## Assignment 1
Using the workflow excerpt, decide whether each statement agrees with it: (a) the scripts need no package other than requests; (b) Claude is the default model; (c) every step in the workflow is required. Answer yes or no for each and quote the words that decide it.
## Assignment 2
List every .py script file that the workflow excerpt runs with the python command.

## Extracted text
Putting them together

A realistic workflow for a backend Python module:

# After writing a new module
python test_generator.py src/new_feature.py --output tests/test_new_feature.py
python -m pytest tests/test_new_feature.py -v  # check what it caught

# Before committing
python ai_code_reviewer.py src/new_feature.py --format markdown > .review.md
cat .review.md  # address anything critical

# When committing
git add src/new_feature.py tests/test_new_feature.py
python commit_message_ai.py --apply  # generates and commits with AI message

# If the module is going to be maintained by others
python doc_generator.py src/new_feature.py --output docs/new_feature.md

None of these steps are required. Each one is independently useful. The combination is the point — it removes the friction from the parts of Python development that aren't writing the actual logic.

Setup

All five scripts require only requests:

pip install requests

For Claude (default):

export ANTHROPIC_API_KEY=your_key_here

For GPT:

export OPENAI_API_KEY=your_key_here

Switch models at the command line with --model gpt or --model claude.

## Dataset items
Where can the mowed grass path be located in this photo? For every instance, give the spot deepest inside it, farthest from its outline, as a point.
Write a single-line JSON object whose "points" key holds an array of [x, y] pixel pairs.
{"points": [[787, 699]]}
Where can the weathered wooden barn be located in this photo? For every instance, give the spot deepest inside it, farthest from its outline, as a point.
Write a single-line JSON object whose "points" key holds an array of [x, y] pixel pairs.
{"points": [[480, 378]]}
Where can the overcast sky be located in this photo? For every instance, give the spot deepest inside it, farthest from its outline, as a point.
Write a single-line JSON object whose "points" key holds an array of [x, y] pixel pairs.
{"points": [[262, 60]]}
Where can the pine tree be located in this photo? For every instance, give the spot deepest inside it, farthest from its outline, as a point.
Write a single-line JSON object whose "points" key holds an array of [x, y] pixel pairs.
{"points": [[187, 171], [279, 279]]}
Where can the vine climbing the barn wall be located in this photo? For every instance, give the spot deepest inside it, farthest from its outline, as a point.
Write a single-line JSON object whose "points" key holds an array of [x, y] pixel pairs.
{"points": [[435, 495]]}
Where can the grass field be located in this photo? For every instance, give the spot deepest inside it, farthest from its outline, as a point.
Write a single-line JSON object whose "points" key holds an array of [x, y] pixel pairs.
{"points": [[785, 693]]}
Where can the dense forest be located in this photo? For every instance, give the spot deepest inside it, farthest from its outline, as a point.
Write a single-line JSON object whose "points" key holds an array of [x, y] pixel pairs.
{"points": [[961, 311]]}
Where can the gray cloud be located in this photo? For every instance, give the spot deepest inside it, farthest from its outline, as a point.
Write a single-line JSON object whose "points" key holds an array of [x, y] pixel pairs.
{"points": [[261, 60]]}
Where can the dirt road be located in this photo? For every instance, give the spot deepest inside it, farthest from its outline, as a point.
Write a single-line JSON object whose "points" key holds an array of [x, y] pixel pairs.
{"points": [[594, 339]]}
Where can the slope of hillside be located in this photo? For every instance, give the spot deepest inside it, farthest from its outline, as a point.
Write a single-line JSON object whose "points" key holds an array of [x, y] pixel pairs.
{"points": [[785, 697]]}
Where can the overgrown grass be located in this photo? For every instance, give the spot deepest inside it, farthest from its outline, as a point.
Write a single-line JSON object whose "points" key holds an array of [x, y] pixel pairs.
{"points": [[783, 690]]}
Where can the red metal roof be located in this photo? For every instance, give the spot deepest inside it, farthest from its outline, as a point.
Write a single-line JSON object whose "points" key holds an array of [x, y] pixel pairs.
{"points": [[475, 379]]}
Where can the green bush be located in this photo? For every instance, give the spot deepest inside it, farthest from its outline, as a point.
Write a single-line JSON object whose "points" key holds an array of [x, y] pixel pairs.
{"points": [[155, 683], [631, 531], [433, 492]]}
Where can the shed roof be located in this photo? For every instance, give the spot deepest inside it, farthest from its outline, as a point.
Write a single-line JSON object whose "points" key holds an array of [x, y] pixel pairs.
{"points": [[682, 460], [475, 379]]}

## Output 1
(a) Yes: "All five scripts require only requests:"
(b) Yes: "For Claude (default):"
(c) No: "None of these steps are required."

## Output 2
test_generator.py
ai_code_reviewer.py
commit_message_ai.py
doc_generator.py